● Exercise goal
From the items below, give the lines starting at the one that contains "the black and" and ending at the one that contains "pixel 406 567", both included, as a Markdown table. Use the columns Row and Text, number each row, and leave out blank lines.

# Data entries start

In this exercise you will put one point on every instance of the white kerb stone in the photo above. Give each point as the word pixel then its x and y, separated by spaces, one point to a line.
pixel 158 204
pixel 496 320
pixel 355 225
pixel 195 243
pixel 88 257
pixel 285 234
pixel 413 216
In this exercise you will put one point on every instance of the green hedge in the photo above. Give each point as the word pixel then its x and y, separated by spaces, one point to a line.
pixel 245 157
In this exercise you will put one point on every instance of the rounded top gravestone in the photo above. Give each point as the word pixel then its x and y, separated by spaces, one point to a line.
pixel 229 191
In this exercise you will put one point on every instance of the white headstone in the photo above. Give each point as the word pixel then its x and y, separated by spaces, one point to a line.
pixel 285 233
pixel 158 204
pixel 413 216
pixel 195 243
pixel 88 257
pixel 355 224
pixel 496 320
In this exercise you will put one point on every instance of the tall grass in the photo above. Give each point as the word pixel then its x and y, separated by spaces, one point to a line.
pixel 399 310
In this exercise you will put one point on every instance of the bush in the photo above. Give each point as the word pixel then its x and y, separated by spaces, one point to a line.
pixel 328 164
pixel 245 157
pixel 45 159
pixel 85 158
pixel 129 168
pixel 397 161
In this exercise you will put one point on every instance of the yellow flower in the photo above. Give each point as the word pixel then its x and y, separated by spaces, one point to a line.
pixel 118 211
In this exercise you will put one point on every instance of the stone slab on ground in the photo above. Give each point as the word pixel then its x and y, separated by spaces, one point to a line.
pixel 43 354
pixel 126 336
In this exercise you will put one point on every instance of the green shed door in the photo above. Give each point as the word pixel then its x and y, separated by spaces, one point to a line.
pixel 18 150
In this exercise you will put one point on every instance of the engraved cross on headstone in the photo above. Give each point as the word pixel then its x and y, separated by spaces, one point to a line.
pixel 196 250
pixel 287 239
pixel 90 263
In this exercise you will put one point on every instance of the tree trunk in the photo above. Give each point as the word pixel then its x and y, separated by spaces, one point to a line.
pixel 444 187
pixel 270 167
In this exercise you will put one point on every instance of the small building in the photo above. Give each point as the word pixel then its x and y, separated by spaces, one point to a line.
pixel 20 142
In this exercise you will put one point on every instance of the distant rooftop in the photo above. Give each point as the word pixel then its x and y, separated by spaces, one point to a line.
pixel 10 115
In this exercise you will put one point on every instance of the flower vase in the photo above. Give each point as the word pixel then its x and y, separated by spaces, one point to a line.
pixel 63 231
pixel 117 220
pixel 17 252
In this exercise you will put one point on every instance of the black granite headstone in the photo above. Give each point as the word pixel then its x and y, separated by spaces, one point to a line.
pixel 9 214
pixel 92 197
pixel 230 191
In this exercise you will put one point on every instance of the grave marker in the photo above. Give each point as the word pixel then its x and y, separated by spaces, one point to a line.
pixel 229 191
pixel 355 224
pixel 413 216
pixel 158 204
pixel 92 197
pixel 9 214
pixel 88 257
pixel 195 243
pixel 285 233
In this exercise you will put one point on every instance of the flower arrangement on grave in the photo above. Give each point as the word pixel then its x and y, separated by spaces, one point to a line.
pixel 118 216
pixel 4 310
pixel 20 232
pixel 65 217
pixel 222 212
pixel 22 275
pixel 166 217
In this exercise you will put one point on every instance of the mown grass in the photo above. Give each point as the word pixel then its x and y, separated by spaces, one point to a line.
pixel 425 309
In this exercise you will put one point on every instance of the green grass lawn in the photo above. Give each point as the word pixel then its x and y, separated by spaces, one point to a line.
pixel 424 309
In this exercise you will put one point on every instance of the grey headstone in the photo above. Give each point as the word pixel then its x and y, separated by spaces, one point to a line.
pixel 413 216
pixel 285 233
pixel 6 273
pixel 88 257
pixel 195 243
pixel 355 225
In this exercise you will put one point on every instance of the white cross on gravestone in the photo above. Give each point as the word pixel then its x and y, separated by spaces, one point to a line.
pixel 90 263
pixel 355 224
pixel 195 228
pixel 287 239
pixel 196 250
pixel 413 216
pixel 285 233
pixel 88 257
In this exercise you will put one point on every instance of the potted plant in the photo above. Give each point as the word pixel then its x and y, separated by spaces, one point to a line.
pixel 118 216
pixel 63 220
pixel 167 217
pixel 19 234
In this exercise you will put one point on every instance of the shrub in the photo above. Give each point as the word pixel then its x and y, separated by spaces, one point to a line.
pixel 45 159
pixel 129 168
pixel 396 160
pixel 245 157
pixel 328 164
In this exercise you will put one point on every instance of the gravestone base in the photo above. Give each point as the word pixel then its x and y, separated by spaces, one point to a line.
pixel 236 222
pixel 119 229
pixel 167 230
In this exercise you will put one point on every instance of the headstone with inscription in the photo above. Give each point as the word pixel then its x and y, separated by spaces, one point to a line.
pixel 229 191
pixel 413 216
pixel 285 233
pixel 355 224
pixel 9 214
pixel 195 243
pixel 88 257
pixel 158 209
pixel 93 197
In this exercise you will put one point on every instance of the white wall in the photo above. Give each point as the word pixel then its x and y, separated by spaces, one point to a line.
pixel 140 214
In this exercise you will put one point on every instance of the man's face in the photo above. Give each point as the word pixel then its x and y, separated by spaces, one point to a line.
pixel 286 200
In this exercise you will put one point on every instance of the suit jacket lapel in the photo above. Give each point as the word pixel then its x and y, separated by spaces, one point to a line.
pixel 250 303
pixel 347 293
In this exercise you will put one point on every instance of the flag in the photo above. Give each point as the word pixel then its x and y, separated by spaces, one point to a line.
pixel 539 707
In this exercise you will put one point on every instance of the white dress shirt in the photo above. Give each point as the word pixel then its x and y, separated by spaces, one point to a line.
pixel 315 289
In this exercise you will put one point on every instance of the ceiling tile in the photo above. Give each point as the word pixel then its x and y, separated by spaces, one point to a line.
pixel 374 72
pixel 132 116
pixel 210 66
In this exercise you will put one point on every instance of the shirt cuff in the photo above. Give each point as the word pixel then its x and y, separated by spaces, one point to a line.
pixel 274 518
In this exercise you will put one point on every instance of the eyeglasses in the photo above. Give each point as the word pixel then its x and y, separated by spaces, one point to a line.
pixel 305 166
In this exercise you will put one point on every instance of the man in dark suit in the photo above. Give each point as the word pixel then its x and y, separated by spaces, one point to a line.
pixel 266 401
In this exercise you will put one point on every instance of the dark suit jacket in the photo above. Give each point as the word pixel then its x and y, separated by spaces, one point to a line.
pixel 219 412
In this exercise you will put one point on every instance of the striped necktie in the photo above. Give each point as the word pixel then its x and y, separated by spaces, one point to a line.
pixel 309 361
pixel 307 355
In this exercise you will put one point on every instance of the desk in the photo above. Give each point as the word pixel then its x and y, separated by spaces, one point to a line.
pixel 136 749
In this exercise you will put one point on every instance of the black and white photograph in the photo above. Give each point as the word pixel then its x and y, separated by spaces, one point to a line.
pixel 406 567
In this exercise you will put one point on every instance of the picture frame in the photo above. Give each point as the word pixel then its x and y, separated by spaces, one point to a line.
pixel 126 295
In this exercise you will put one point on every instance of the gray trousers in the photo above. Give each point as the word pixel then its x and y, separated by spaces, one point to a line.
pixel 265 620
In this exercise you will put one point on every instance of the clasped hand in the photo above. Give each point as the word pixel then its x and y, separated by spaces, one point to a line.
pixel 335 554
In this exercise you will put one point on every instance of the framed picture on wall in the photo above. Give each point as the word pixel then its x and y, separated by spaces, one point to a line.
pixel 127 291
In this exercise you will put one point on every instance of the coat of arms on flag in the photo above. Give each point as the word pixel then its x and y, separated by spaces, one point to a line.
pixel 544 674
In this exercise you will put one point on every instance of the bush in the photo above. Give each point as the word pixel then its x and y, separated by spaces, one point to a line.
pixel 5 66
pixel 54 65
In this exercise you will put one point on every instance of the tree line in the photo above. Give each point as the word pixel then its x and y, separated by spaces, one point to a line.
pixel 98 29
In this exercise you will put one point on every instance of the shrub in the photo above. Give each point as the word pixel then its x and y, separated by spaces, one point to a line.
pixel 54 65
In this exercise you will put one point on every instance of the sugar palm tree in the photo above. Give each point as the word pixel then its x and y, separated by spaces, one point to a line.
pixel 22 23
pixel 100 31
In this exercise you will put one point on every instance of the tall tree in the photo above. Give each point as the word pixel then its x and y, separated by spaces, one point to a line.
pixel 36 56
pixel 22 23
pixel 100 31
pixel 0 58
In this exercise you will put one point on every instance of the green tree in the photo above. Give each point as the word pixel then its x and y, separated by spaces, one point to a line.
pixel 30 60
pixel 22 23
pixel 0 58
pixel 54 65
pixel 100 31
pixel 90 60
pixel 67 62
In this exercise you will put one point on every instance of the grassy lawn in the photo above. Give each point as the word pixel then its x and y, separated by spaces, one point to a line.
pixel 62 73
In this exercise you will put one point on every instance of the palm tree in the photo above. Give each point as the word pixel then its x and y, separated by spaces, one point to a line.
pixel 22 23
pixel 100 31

# Data entries end
# Data entries start

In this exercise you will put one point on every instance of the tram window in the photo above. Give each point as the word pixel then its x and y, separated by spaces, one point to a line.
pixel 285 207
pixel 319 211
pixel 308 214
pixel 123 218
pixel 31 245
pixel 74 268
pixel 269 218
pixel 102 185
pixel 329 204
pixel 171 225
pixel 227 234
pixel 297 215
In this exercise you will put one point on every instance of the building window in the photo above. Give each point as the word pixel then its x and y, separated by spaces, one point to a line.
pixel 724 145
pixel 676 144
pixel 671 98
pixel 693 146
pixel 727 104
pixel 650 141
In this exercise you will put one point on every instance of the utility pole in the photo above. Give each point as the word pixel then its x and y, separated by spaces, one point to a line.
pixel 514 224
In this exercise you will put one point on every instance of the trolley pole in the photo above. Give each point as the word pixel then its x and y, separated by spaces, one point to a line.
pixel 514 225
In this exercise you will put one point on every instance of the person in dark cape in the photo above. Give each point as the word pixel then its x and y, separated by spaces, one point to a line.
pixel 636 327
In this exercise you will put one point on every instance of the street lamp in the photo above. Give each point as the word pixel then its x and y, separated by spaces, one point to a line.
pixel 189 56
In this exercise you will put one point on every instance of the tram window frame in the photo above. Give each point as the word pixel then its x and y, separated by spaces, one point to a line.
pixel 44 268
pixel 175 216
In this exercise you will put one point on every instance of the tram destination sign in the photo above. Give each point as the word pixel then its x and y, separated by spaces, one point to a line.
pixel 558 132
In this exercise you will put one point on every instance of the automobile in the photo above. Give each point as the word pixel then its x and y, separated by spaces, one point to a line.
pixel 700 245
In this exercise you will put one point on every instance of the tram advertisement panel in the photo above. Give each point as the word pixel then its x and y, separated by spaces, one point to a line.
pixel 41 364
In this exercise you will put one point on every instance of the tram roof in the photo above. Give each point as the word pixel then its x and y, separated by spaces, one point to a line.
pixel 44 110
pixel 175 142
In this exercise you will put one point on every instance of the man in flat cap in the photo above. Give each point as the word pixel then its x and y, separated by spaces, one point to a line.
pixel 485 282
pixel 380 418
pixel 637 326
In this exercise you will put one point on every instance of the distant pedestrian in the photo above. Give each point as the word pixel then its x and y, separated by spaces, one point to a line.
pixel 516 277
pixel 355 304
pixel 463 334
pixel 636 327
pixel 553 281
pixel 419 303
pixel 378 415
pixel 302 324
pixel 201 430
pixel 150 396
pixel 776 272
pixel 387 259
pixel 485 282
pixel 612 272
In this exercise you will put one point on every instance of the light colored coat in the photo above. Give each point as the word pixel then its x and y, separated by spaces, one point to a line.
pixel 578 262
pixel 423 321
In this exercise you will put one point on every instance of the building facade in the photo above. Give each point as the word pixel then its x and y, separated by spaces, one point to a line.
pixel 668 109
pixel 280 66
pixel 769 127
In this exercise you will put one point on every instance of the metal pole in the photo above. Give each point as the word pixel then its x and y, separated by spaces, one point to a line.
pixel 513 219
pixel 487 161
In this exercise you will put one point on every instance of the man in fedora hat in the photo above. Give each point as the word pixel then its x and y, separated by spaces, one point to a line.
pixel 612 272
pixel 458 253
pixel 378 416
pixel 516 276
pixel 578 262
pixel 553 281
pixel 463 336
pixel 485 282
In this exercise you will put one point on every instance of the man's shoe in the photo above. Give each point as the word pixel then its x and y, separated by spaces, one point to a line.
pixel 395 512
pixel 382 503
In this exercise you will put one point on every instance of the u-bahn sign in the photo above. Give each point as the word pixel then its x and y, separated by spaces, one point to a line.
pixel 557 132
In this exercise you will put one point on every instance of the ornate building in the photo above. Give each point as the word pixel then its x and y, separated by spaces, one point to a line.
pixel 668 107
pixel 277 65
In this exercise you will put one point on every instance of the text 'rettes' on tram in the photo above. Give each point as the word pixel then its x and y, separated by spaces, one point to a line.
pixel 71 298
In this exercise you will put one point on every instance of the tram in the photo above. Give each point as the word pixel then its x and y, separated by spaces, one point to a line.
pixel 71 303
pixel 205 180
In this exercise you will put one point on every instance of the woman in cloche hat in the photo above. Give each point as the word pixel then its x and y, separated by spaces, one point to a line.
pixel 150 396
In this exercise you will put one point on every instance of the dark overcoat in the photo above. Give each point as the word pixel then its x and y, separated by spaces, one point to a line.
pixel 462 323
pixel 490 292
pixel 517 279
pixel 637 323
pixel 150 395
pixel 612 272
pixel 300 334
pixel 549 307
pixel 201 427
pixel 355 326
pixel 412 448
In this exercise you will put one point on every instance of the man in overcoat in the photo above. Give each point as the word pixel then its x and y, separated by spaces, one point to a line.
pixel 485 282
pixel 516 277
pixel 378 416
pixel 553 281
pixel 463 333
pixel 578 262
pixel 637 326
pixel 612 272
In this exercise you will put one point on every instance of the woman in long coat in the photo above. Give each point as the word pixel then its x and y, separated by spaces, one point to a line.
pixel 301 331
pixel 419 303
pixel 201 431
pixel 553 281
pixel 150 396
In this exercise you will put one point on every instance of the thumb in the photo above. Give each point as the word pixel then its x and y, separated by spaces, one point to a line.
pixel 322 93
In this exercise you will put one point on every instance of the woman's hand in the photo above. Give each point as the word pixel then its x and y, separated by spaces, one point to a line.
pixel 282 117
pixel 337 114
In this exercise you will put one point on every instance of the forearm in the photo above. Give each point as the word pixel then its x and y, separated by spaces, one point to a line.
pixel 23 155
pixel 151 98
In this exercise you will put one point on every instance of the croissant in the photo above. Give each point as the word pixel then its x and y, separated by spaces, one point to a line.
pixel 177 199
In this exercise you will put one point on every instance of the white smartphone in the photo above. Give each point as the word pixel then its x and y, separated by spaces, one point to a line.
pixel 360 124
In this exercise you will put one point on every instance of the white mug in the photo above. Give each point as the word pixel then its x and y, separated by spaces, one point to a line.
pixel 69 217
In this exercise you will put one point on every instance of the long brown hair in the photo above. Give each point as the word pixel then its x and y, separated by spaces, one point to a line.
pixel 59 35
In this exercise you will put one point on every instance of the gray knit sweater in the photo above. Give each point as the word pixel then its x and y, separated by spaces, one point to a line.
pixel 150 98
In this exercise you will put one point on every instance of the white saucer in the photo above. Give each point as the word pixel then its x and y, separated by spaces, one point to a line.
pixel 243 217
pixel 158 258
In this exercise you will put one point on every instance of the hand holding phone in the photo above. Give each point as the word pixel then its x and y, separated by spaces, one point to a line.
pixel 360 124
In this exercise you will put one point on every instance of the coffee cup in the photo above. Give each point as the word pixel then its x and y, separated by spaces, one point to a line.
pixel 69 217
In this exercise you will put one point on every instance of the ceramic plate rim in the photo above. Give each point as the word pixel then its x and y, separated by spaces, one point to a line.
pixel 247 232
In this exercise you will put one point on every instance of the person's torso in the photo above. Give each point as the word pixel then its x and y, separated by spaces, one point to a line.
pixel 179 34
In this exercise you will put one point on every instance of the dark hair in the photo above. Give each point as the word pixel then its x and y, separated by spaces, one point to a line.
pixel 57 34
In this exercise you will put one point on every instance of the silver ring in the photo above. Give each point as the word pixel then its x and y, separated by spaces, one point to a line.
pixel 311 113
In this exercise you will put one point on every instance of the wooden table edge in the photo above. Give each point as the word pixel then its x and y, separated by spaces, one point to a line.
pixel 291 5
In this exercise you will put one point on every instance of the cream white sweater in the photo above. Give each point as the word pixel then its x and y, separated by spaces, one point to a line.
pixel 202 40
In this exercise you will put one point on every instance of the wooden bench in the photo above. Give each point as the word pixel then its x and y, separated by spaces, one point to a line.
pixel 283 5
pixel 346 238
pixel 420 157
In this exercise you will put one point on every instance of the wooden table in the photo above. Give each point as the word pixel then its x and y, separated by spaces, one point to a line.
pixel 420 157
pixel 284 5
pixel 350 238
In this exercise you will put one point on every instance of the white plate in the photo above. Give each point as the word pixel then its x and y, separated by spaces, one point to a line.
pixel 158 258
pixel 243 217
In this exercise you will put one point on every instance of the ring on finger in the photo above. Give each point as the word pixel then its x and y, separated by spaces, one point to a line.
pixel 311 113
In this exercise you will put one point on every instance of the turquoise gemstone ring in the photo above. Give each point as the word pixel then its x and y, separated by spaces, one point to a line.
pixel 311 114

# Data entries end
# Data entries start

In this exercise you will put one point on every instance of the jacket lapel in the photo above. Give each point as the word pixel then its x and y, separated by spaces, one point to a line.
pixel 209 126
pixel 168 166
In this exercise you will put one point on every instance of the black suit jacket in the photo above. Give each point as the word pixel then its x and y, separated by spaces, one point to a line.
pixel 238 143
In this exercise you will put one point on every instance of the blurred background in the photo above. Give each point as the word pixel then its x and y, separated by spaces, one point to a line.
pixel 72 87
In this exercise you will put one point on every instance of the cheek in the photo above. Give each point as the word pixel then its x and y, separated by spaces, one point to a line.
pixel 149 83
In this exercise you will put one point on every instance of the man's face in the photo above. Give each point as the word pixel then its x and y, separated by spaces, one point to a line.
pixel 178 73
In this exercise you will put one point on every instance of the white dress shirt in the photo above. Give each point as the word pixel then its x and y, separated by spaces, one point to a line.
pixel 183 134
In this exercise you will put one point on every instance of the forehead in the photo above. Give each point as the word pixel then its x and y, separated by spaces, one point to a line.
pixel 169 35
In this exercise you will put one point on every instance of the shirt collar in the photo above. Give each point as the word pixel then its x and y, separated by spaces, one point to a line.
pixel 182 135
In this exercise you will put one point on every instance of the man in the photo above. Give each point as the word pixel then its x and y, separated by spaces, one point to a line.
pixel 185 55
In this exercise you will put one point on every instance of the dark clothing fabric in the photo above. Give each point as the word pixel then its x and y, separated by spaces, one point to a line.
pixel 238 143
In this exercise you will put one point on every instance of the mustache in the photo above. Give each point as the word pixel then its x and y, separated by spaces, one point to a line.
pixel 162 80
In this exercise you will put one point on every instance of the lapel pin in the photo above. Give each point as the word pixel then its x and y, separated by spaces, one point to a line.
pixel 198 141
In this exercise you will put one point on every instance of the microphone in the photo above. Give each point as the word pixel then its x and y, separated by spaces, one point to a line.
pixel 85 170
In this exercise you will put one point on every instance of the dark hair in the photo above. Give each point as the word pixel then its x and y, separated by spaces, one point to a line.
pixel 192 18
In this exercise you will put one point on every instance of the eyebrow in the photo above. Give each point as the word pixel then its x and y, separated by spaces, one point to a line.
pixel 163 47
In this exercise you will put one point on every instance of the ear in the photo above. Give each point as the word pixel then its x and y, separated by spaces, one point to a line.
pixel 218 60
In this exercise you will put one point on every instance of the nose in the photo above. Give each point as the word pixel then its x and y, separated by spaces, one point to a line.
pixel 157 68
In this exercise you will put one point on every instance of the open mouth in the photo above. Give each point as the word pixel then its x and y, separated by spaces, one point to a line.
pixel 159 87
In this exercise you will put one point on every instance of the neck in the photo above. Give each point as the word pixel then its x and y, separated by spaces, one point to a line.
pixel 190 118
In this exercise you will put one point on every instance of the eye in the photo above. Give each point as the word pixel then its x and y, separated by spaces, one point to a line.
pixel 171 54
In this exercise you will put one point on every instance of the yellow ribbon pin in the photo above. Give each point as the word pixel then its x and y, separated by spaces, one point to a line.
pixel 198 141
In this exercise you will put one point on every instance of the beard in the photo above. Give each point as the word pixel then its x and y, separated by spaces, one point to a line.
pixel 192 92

# Data entries end

● Result below
| Row | Text |
|---|---|
| 1 | In this exercise you will put one point on every instance of the black and white photograph in the photo above. Give each point as the word pixel then its x and y, separated by spaces, one point to a line. |
| 2 | pixel 406 567 |